Give back, word for word, the part of the listing below that starts with the line containing "Dataset curation — class: dark" and ends with the line containing "297,65,363,154", including both of those lines.

[start]

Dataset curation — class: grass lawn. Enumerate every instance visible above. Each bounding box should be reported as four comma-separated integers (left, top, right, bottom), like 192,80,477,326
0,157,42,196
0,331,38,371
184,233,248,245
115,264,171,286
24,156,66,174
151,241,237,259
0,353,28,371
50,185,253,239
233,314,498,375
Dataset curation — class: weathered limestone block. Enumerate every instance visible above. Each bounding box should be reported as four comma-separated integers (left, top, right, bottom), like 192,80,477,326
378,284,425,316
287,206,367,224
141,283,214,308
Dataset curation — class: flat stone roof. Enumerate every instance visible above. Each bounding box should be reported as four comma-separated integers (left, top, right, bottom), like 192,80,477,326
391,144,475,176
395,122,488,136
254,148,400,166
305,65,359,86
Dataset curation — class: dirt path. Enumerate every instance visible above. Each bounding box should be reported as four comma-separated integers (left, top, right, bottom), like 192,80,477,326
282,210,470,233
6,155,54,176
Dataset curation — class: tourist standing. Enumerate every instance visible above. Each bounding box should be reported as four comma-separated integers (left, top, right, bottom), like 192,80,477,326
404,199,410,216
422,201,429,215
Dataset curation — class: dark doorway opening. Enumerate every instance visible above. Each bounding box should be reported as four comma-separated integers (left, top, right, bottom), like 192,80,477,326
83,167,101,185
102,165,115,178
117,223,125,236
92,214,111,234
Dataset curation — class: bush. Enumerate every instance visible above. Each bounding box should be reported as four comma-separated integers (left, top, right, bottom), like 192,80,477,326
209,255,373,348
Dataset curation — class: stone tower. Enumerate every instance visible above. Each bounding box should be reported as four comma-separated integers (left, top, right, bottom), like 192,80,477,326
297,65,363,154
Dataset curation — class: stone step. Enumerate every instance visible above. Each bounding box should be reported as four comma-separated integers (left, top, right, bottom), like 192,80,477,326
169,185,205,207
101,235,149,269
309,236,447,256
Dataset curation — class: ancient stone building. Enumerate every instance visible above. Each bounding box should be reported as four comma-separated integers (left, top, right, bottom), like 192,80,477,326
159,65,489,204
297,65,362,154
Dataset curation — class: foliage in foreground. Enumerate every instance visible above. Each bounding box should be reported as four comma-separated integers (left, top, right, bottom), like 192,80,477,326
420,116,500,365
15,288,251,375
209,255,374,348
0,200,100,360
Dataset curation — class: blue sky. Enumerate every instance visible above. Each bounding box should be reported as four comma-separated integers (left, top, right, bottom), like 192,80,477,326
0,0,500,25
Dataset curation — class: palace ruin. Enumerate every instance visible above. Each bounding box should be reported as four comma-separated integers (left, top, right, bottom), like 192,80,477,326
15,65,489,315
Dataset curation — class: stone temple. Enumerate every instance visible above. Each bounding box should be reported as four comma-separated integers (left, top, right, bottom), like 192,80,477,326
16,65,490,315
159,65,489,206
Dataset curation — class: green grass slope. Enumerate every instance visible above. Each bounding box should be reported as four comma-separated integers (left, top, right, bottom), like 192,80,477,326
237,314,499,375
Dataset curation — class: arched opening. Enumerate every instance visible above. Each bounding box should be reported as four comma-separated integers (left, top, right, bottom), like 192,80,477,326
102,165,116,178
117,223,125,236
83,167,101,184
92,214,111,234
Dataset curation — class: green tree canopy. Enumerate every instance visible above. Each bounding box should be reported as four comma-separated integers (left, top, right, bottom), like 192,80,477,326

[end]

▶ FINAL ANSWER:
Dataset curation — class: dark doorway opening. Enumerate every instance visible above. Each bounding box should be reported as four comma-separated integers (left, top, right, bottom), like 192,80,477,326
83,167,101,185
102,165,115,178
117,223,125,236
92,214,111,234
Dataset curation — class: bush. Enumerate every instance visible above. Each bounding box should be reported as four comma-separated integers (left, top, right, bottom), like 192,80,477,326
209,255,373,348
Dataset curation — class: stone tower. Enumerate every instance visible above. Each bounding box should be reported as four comma-separated integers (left, top, right, bottom), like 192,80,477,326
297,65,363,154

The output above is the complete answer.